#### Selection ####

Since our last message from Tallin, Estonia, we've run home to the US quickly and then gotten into the start of a new school year. Nothing real exciting but here's a few notes. Here is Marianne packing for her trip to California to see Gabby. This was not completely planned but "the girls" missed each other and it was impossible for Gabby to come here so Mom went there. It was a 10 day trip so much of the time was spent adjusting to the 10 hour time zone change. But, in addition, Marianne got to see friends and family -- and shopping centers. Sorry but there's no pictures - I had the camera. But you all know what California looks like anyway. Sun. Blue skies. Green trees. Etc.
So on August 13, I took Marianne to the airport for her early morning flight and started my Kyiv-bachelor-summer. For starters, I walked along the river on my way to breakfast and took pictures of our local Dniper River cruise boats. Kind of "Soviet looking" but they also looked clean and shipshape. We have to put them on our list of things to do.
Originally, the plan had been for me to have ten days on my own, partying in Kyiv. But work intervened and I won my own trip to the States. A day or so after Marianne went to California I went to our home office in Maryland, outside Washington DC. This trip too was to be just long enough to recover from jet-lag but it was also a good opportunity for me to see family, friends and shopping centers.

####

● **What you are asked to do**
Transcribe the travel update verbatim between "So on August" and "things to do.", inclusive. Work from the travel update alone.

#### Data block ####

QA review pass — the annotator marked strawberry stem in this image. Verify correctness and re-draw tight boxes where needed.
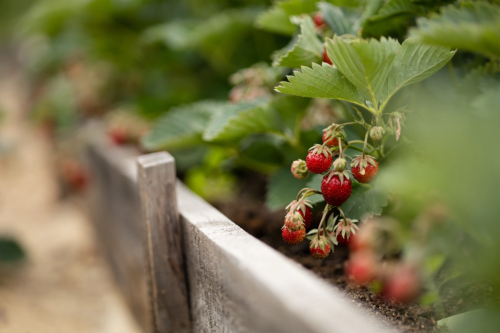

####

● **Expected answer**
So on August 13, I took Marianne to the airport for her early morning flight and started my Kyiv-bachelor-summer. For starters, I walked along the river on my way to breakfast and took pictures of our local Dniper River cruise boats. Kind of "Soviet looking" but they also looked clean and shipshape. We have to put them on our list of things to do.